> [SELECTED EXTRACT]
________________________
Link between Salmonella and Arthritis
Research that was performed at Johns Hopkins and published in the February 2002 issue of Nature Medicine, revealed a connection between certain bacterial infections and autoimmune disease. If normal cells carry a specific protein that mimics the bacterial protein, they may be attacked by the immune system.
If there has been a bacterial infection, cells that have been infected by the bacteria display some of the bacteria’s protein. It is a way to signal the immune system that the cell is sick and needs to be dealt with. They have a protein marker that triggers the immune system into action.
However, immune cells can attack cells that bacteria have never infected and should be left alone. This especially occurs when the cells are stressed by exposure to irradiation, environmental toxins or the body’s stress chemicals. The scientists first identified the protein marker in mouse cells infected with Salmonella as one common to certain bacteria associated with human arthritis. But they also found that the bacterial marker was almost identical to parts of a molecule found in humans, mice and all living organisms.
________________________
> [PROVIDED MATERIAL]
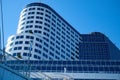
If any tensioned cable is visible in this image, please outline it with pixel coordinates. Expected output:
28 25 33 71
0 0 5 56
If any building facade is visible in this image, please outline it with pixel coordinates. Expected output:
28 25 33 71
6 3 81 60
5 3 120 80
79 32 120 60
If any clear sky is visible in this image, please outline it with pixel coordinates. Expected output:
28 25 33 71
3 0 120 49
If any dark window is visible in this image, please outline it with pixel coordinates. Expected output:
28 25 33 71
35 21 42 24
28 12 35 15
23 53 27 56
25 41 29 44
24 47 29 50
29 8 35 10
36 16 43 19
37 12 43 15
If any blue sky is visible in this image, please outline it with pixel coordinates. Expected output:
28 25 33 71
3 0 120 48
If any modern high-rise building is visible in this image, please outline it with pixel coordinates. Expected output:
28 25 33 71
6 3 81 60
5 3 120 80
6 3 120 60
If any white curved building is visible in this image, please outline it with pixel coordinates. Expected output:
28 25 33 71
________________________
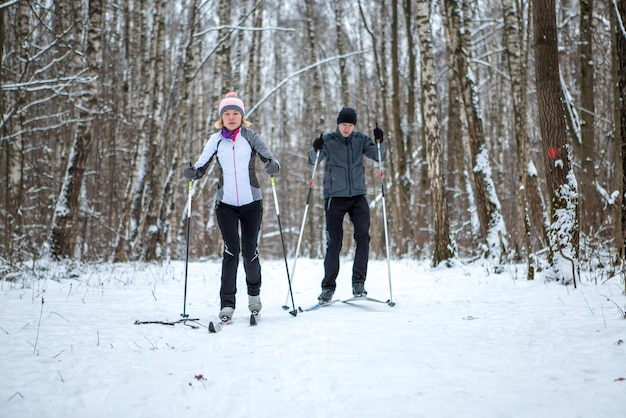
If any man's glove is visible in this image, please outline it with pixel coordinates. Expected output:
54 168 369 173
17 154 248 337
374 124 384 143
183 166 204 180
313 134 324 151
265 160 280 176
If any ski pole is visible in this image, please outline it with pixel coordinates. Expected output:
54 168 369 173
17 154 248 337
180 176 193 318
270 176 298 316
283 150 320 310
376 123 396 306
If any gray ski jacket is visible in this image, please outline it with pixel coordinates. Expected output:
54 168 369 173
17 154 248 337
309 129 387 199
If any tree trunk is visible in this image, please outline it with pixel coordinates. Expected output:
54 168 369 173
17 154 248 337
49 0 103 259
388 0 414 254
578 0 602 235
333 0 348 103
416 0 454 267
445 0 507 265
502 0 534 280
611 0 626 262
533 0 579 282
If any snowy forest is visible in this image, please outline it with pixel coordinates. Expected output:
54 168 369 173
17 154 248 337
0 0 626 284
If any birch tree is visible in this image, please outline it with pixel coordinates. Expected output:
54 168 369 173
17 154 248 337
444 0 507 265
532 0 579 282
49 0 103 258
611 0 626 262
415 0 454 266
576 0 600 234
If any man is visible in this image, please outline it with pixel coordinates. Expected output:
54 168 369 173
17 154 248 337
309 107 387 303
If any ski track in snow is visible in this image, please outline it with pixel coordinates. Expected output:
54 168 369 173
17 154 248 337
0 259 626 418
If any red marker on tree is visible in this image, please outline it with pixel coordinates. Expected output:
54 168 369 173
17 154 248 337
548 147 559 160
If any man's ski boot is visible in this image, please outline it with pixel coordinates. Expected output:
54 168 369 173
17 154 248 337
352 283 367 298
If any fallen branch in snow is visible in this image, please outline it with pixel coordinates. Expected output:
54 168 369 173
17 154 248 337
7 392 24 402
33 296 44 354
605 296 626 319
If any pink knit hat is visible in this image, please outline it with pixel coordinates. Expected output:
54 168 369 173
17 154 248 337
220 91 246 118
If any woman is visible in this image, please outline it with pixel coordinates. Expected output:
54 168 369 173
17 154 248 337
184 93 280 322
________________________
> [TO DO]
In the text on the link between Salmonella and arthritis, list every factor named as stressing cells so that immune cells may attack those not infected by bacteria.

> [EXERCISE RESULT]
- Irradiation
- Environmental toxins
- The body's stress chemicals